> _PERMINTAAN A_
Salin tanpa perubahan bagian teks berita tentang kasus Hambalang yang diawali dengan kata-kata yang memuat "Adakah lelucon yang" dan diakhiri dengan "Jenderal Partai Demokrat.".

> _TEKS YANG DIBERIKAN_
╭──
Tepuk tangan yang sangat tidak lazim tiba-tiba terdengar di salah satu ruangan di perkantoran Komisi Pemberantasan Korupsi (KPK) di Jakarta, Jumat (22/2).
Adakah lelucon yang membuat puluhan wartawan bertepuk tangan dengan sangat meriah itu?.
Suasana hiruk-pikuk itu muncul setelah Juru Bicara KPK Johan Budi mengumumkan bahwa mantan anggota DPR Anas Urbaningrum yang sekarang lebih dikenal sebagai Ketua Umum Dewan Pimpinan Pusat Partai Demokrat ditetapkan sebagai tersangka terkait pembangunan proyek olah raga di Hambalang, Bogor, yang nilainya tidak kurang dari Rp2,5 triliun.
Kasus ini menjadi sorotan hampir semua kalangan masyarakat di Tanah Air karena berbagai hal antara lain karena Anas adalah ketua umum sebuah partai politik yang didirikan Susilo Bambang Yudhoyono dan Ibu Ani Yudhoyono. Sementara itu, putra kedua pasangan ini, Edhie Baskoro menjadi Sekretaris Jenderal Partai Demokrat.
Selain itu, ada ucapan Anas yang pernah menjadi anggota Komisi Pemilihan Umum (KPU) yang tidak akan pernah bisa dilupakan oleh para pengamat politik dan juga masyarakat. "Gantung Anas di Monas kalau terbukti korupsi," kata Anas.
Ucapan seperti itu seolah-olah bisa meyakinkan masyarakat bahwa dirinya sama sekali tidak bersalah dalam kasus ini yang juga telah mengakibatkan jatuhnya Andi Alfian Mallarangeng sebagai Menteri Pemuda Olahraga.
Jika Anas di satu pihak terus dengan cara meyakinkan tampil sebagai orang yang tidak berdosa atau bersih, maka di lain pihak KPK sebagai lembaga antikorupsi terus melakukan penyelidikan untuk mencari bukti tentang ada tidaknya bukti keterlibatan Anas dalam pembangunan proyek tahun jamak (multi years) tersebut.
╰──
> _BAHAN YANG DIBERIKAN_
╭──
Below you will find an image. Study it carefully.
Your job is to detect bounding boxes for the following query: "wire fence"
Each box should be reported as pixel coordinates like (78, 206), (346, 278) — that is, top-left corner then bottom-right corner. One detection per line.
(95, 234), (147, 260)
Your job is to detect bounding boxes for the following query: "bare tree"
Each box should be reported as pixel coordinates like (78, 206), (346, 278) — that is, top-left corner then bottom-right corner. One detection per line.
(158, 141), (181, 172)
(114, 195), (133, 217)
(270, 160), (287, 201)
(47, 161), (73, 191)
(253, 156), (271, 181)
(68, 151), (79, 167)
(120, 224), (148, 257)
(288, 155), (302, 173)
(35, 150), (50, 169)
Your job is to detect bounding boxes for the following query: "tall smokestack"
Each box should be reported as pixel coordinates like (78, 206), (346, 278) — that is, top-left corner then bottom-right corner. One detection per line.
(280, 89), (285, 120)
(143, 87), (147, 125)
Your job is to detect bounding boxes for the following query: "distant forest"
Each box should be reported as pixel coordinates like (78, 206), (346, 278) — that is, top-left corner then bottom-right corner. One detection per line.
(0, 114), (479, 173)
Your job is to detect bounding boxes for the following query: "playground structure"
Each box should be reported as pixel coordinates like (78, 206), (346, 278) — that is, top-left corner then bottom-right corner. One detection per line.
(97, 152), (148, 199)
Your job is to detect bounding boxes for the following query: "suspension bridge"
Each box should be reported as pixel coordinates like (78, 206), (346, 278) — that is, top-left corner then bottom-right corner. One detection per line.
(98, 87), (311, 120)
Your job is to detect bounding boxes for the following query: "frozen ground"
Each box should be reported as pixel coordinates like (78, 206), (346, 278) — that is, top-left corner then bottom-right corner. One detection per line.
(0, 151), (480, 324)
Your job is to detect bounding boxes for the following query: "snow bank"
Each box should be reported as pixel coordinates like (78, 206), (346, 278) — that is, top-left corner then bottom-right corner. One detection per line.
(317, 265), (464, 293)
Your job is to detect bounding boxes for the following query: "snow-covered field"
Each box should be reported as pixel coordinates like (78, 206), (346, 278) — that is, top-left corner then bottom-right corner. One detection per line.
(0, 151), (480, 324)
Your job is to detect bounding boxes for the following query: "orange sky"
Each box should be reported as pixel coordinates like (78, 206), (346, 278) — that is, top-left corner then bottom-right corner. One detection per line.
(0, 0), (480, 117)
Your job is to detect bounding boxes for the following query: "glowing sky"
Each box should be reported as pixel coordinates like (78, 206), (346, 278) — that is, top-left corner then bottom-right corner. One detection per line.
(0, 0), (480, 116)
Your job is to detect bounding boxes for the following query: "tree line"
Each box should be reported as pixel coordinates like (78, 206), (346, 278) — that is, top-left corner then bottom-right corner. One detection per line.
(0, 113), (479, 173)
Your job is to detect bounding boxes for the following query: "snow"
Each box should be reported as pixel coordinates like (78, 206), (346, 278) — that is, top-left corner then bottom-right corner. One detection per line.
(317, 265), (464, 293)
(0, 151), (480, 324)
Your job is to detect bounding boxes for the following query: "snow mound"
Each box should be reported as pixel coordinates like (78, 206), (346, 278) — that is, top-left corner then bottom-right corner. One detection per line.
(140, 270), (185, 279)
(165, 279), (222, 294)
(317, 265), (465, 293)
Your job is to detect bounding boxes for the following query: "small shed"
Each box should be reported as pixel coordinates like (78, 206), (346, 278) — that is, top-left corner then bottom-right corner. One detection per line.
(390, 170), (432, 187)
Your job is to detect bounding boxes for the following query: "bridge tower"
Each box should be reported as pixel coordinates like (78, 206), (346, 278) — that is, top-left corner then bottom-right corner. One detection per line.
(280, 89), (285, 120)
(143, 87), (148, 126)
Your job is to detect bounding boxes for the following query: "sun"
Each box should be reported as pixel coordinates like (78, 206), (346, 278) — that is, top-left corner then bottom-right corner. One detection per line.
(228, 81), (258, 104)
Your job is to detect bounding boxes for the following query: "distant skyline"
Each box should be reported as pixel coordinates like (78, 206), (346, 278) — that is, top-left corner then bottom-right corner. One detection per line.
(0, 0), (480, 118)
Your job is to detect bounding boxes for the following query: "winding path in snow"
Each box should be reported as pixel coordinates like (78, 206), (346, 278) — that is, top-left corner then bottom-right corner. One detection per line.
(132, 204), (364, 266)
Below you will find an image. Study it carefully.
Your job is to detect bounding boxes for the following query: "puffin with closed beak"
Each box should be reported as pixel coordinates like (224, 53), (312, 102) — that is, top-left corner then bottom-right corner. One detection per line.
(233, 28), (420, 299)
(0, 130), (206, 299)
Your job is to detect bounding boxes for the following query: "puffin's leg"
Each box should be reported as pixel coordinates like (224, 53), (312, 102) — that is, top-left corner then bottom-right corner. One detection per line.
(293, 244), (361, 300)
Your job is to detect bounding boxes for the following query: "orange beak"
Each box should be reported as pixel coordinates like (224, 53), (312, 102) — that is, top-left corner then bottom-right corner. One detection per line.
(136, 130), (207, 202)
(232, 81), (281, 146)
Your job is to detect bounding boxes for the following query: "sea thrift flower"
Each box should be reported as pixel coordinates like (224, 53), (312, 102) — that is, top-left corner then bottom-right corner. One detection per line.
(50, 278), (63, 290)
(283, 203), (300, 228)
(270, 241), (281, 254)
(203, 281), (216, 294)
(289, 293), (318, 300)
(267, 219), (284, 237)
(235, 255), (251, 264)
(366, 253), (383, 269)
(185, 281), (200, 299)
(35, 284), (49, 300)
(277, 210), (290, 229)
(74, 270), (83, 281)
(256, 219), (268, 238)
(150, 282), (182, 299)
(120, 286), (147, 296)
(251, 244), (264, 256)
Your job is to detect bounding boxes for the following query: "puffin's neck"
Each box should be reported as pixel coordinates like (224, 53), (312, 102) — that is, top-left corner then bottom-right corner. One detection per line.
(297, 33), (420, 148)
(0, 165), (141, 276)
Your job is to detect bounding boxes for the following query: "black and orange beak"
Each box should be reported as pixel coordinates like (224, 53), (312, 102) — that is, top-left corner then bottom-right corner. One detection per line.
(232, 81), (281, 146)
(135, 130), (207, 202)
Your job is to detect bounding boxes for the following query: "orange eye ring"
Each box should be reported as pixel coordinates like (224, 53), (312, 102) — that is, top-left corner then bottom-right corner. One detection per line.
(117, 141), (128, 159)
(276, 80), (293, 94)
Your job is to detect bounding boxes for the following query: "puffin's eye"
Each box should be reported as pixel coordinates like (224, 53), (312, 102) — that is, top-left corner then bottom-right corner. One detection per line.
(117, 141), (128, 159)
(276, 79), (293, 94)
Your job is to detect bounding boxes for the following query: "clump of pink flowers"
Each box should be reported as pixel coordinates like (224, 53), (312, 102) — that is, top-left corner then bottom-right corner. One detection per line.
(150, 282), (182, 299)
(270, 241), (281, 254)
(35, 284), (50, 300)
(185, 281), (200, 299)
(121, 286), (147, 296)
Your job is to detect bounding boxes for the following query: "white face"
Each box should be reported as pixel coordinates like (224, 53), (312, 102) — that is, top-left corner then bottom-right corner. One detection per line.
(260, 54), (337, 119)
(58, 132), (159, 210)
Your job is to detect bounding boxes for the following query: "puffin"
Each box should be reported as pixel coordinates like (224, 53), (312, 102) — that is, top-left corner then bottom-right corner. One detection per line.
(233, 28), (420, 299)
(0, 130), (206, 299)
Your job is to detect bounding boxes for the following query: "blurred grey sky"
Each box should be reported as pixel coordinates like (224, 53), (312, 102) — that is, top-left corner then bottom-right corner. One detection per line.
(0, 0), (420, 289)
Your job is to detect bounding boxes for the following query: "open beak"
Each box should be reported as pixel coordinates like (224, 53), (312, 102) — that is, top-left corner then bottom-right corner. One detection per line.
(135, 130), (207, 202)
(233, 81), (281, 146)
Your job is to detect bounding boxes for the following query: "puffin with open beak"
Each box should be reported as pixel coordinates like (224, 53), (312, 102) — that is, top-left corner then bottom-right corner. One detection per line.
╰──
> _PERMINTAAN B_
Ganti sebutan "bare tree" menjadi "leafless tree" pada baris data mulai dari baris pertama sampai dan termasuk baris yang memuat "(35, 150), (50, 169)", tanpa mengubah bagian lain. Tuliskan ulang hanya baris-baris tersebut.

> _JAWABAN LENGKAP A_
Adakah lelucon yang membuat puluhan wartawan bertepuk tangan dengan sangat meriah itu?.
Suasana hiruk-pikuk itu muncul setelah Juru Bicara KPK Johan Budi mengumumkan bahwa mantan anggota DPR Anas Urbaningrum yang sekarang lebih dikenal sebagai Ketua Umum Dewan Pimpinan Pusat Partai Demokrat ditetapkan sebagai tersangka terkait pembangunan proyek olah raga di Hambalang, Bogor, yang nilainya tidak kurang dari Rp2,5 triliun.
Kasus ini menjadi sorotan hampir semua kalangan masyarakat di Tanah Air karena berbagai hal antara lain karena Anas adalah ketua umum sebuah partai politik yang didirikan Susilo Bambang Yudhoyono dan Ibu Ani Yudhoyono. Sementara itu, putra kedua pasangan ini, Edhie Baskoro menjadi Sekretaris Jenderal Partai Demokrat.

> _JAWABAN LENGKAP B_
Below you will find an image. Study it carefully.
Your job is to detect bounding boxes for the following query: "wire fence"
Each box should be reported as pixel coordinates like (78, 206), (346, 278) — that is, top-left corner then bottom-right corner. One detection per line.
(95, 234), (147, 260)
Your job is to detect bounding boxes for the following query: "leafless tree"
Each box should be reported as pixel coordinates like (78, 206), (346, 278) — that is, top-left corner then bottom-right corner. One detection per line.
(158, 141), (181, 172)
(114, 195), (133, 217)
(270, 160), (287, 201)
(47, 161), (73, 191)
(253, 156), (271, 181)
(68, 151), (79, 167)
(120, 224), (148, 257)
(288, 155), (302, 173)
(35, 150), (50, 169)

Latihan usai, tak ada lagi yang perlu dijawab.